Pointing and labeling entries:
━━━━
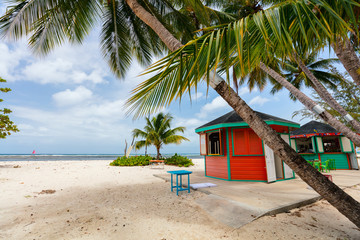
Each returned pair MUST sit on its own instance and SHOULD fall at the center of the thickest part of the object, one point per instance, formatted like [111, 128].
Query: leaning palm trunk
[310, 104]
[345, 52]
[331, 192]
[326, 96]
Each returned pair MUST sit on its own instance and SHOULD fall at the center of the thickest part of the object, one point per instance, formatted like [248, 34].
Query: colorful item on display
[315, 134]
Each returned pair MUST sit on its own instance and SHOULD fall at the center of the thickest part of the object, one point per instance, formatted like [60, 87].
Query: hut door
[288, 172]
[270, 164]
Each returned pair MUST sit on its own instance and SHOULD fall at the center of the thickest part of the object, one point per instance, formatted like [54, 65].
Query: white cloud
[258, 100]
[244, 90]
[60, 71]
[96, 120]
[68, 97]
[215, 105]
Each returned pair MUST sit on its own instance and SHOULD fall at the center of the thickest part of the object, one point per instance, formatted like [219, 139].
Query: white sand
[93, 200]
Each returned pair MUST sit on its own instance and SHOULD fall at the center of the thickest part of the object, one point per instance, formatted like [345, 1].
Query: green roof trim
[244, 124]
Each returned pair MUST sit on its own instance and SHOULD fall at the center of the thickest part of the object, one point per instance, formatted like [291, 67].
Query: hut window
[214, 143]
[331, 144]
[304, 145]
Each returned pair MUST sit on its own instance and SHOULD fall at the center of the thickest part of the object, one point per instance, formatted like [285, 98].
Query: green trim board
[228, 153]
[244, 124]
[314, 144]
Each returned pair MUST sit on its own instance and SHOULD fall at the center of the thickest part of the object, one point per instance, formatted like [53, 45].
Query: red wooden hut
[234, 152]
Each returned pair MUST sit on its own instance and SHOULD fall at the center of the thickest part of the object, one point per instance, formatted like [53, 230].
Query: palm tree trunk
[345, 52]
[325, 95]
[310, 104]
[331, 192]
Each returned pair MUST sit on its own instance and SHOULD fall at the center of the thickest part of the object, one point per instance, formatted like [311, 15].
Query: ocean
[75, 157]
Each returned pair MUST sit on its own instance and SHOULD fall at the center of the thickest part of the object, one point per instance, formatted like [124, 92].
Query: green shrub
[131, 161]
[178, 160]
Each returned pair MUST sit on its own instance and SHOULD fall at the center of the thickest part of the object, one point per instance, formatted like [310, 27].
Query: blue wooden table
[178, 185]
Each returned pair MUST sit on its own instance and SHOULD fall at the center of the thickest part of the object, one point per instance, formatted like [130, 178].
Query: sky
[69, 102]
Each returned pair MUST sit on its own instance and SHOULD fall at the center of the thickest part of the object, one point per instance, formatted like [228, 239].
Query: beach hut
[234, 152]
[316, 140]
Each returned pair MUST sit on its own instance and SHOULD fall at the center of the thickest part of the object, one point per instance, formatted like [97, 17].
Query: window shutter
[293, 144]
[345, 144]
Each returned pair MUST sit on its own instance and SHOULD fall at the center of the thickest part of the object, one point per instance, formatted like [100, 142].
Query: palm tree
[182, 69]
[48, 20]
[158, 132]
[295, 75]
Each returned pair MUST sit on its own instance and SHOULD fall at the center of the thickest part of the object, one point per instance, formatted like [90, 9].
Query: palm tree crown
[158, 132]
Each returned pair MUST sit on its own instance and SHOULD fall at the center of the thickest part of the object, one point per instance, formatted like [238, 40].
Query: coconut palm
[39, 16]
[158, 132]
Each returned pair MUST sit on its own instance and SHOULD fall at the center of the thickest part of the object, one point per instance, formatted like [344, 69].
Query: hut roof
[314, 127]
[233, 119]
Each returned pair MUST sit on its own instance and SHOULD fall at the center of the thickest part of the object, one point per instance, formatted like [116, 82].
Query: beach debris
[48, 191]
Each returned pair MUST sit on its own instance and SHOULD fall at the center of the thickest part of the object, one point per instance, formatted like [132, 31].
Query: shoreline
[92, 200]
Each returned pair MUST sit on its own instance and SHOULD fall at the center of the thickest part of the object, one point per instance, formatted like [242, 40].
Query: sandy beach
[92, 200]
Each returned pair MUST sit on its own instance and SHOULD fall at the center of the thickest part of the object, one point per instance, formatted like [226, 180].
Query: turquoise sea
[74, 157]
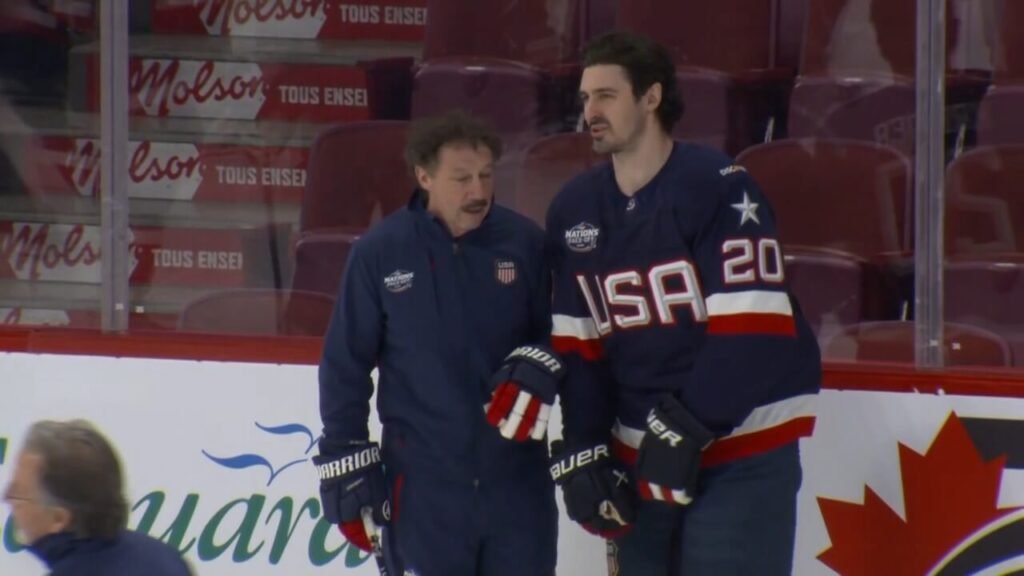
━━━━
> _PROBLEM REQUIREMENTS_
Reproduce every line of the entries above, word for word and in order, omitting the pictures.

> _WRITTEN RESPONSE_
Each returned pair MUST sit on its own instance and SHOULD fall at the center of the thickest part of the object, one point per instance, formatted like [111, 128].
Query: leaning palm trunk
[310, 104]
[345, 52]
[331, 192]
[326, 96]
Each returned pair MUST sit on its own instance and SHOULD fall at the center of the thickest part of the object, one point per instance, formatted like [248, 34].
Query: colorful item on display
[315, 134]
Each returned pair MUST sit on its own instance and SHOULD fall at the center of the thickest part of the object, one point per instance, formatted like [60, 87].
Query: hut door
[288, 172]
[270, 164]
Each returned pair MUST sit on its own instance and SHOULD fall at the center of the thickest part of the object, one point per instance, formatted like [54, 65].
Query: white cloud
[258, 100]
[244, 90]
[60, 71]
[96, 120]
[68, 97]
[215, 105]
Each returned pair MUST sit on its own instance and SHOULD fall at the center of the thickest part of the object, one point per instance, formatted like [219, 139].
Query: white sand
[93, 200]
Each returned pair MUST sit on its own instance and SHOULD fall at the center of the thickest part of the object, one point per instance, formatted like [345, 1].
Query: green roof trim
[244, 124]
Each returned pair MUST sit on its own instance and SHOULD fall at the center of the thickest part of the object, one point per instance, formatted like [291, 67].
Query: hut window
[214, 143]
[331, 144]
[304, 145]
Each returned pair MUST sit on its own instance and SHOULD fall at the center of the thickest part of the object, one point per instance, formatted like [285, 98].
Query: green trim board
[228, 153]
[244, 124]
[314, 144]
Each returned pair MUST sit on its own instance and SHOULD fall at the center of the thickest part of the object, one point per instance, formatted like [53, 45].
Query: red wooden hut
[234, 152]
Each returned pair MUST sit on its own instance and SHOULD fall at the center of the thickest part of the object, one point per instance, formatted like [53, 230].
Query: palm tree trunk
[345, 52]
[325, 95]
[310, 104]
[331, 192]
Each returned pair MUST sit on its own instance and SHOULD fall at the center of the thickest part of the object, one point per instance, formatted like [311, 15].
Query: ocean
[75, 157]
Each returned pair MUST sit on its own instance and SHOULD fall at the center of the thickest part of the object, one point per instance, formatted like [124, 92].
Query: green shrub
[131, 161]
[178, 160]
Each returned pair MUST sit on its own instance and SHOULD fall at the center of the thickest part of the object, one point per instance, formatted like [310, 27].
Query: blue wooden table
[178, 185]
Each returned pair MUST sit on its own instance and SHOULD fall at the center of the thickest part of the object, one point per instance, formatted like [130, 178].
Query: sky
[69, 102]
Each returned pair MUST sit on its own instance and SHOULD fall at the center of the thickest part of the object, one point per instance, formatted like [228, 239].
Query: beach hut
[234, 152]
[316, 140]
Each returned pair MUST sit on its own instance and SHOULD fall at the center of the thickest part of the object, one point per instance, formatted like [97, 17].
Query: window shutter
[293, 144]
[345, 144]
Each returned pair MUST sit on its own instance and SHOULD fall at the center of the thickest part of the object, one point per instance, formatted like [100, 142].
Query: palm tree
[182, 69]
[48, 20]
[158, 132]
[295, 75]
Each returned pair MUST sit on its own instance and SHOULD fall at the center of the thickest part of the object, one point per instance, formatted like [90, 9].
Query: palm tree crown
[158, 132]
Each returned pair MUST sit on its own instance and SHOULD fall at the center of the thickest part of the object, one point per instance, formatted like [238, 40].
Query: coconut palm
[39, 16]
[158, 132]
Each returned pair MUST sit on its own instance and SHOULD fall at the center of the thickest part of the object, one point per instance, formatted like [344, 69].
Query: hut roof
[314, 127]
[233, 119]
Each returned pair MUST sit on its own instance and SHOULD fall at the center of the thickest part of the object, one point per instance, formatted like [116, 82].
Query: beach debris
[48, 191]
Each returned pair MUST sit on its own instance and SHOULD fall at the center of the thickest part of the object, one point per instance, formatted like [132, 31].
Query: shoreline
[92, 200]
Each returned pair MUST sit on its own instance and SHOULD fall at the center of the thickest part of the object, one point per instance, formatted like [242, 40].
Query: sandy beach
[92, 200]
Each returned pair MUST sit on its own instance and SHOULD fall at the center of the thickest part of the object, one point per instance, formatted like [226, 180].
Query: turquoise sea
[74, 157]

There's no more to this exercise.